-- TASK INSTRUCTIONS --
For every line that contains the string "loose", pull that line out of the material below.

-- EXERCISE MATERIALS --
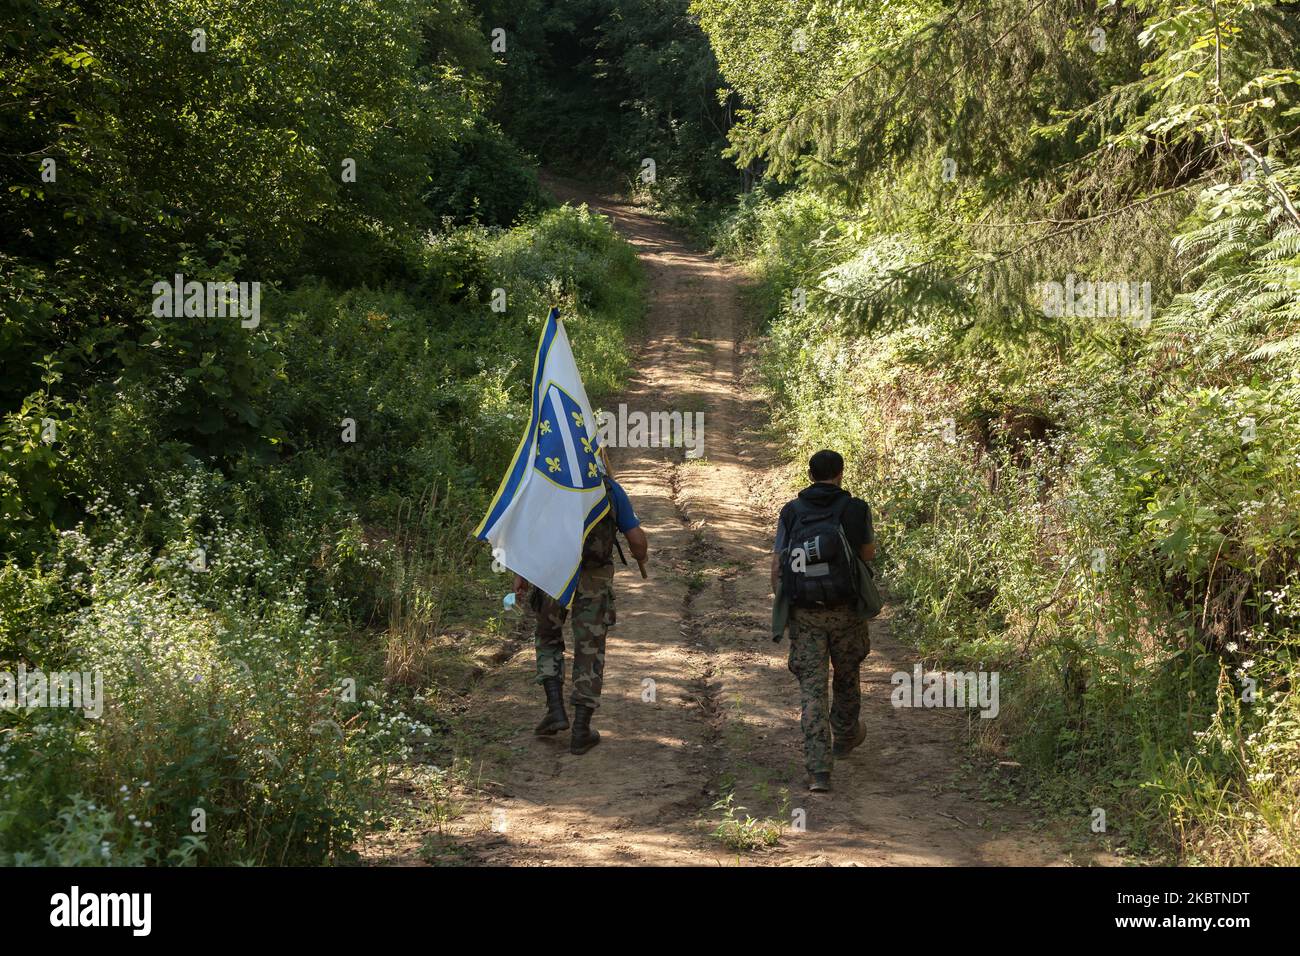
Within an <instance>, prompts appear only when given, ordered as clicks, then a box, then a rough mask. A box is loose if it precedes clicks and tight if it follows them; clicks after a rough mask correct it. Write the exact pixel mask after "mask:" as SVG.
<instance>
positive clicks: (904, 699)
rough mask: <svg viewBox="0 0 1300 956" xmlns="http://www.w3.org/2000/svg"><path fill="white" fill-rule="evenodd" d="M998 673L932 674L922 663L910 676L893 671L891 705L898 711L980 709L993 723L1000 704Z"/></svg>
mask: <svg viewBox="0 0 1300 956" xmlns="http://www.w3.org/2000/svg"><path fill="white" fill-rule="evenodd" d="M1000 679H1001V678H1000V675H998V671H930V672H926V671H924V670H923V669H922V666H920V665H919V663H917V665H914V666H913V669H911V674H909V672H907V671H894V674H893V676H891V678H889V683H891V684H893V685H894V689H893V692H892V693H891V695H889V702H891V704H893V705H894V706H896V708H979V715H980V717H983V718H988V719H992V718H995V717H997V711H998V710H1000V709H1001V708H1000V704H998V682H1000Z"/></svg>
...
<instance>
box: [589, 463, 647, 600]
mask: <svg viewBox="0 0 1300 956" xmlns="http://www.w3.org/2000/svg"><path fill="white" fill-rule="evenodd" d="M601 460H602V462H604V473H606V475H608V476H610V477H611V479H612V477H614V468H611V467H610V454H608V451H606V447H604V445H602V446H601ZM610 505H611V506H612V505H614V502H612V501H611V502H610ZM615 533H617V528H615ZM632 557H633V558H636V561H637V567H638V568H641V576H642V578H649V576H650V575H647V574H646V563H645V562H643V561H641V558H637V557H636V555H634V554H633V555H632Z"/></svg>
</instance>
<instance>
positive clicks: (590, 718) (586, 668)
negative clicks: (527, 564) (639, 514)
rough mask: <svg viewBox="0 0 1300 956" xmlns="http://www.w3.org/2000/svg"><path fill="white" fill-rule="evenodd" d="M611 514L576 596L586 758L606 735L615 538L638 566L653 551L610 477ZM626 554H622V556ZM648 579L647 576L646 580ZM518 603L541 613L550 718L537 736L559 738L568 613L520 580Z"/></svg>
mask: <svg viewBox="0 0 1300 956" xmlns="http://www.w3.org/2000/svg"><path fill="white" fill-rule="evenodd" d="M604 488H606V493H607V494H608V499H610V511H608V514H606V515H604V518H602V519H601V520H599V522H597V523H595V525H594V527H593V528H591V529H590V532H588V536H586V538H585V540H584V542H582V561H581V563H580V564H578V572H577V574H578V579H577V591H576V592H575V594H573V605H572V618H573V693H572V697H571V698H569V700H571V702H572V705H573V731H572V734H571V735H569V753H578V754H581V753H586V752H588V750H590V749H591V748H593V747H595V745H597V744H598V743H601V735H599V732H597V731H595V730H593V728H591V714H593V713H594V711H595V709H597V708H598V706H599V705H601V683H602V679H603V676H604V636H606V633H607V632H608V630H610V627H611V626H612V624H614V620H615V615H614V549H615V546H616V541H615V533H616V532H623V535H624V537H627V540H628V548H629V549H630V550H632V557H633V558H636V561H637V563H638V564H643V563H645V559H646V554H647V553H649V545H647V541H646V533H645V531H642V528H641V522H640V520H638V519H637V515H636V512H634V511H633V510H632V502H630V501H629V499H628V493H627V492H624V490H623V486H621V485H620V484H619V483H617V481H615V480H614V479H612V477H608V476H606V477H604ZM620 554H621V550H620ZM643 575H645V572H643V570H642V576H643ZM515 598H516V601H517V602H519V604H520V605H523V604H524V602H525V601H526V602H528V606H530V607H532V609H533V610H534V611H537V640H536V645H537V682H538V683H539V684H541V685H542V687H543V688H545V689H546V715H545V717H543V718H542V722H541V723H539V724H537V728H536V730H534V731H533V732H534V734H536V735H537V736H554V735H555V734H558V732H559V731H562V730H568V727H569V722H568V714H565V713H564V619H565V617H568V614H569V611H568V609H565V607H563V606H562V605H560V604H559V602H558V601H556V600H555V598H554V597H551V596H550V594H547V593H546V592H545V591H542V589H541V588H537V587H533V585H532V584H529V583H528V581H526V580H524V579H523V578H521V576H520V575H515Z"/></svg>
--
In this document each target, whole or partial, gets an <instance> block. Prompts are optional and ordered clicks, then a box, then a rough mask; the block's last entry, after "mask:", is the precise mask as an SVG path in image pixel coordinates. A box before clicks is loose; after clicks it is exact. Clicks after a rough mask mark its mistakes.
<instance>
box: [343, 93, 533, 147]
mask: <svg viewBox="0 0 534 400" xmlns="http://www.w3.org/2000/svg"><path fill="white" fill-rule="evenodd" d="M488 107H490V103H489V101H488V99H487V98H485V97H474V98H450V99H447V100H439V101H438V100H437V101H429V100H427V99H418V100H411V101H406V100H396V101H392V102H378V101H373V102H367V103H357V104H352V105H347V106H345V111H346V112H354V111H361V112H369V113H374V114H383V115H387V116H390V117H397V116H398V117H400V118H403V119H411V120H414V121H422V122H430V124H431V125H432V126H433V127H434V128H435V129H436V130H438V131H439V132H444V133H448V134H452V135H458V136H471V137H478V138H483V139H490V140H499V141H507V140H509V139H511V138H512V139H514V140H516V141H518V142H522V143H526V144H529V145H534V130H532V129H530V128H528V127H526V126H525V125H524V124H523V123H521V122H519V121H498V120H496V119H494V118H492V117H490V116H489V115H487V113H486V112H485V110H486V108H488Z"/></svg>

-- TASK RESULT --
Within an <instance>, prompts appear only when given, ordered as clicks, then a box, then a rough mask. A box is loose if it precedes clicks and tight if it follows them; clicks after a rough mask correct it. Write the exact pixel mask after "mask:" as SVG.
In this document each target, whole or partial, gets an <instance> block. Prompts are optional and ordered clicks, then a box, then a rough mask; the block's last entry, after "mask:", is the precise mask as an SVG path in image pixel coordinates. A box before clicks is loose; after clicks it is exact. Clicks after a rough mask mark its mistakes.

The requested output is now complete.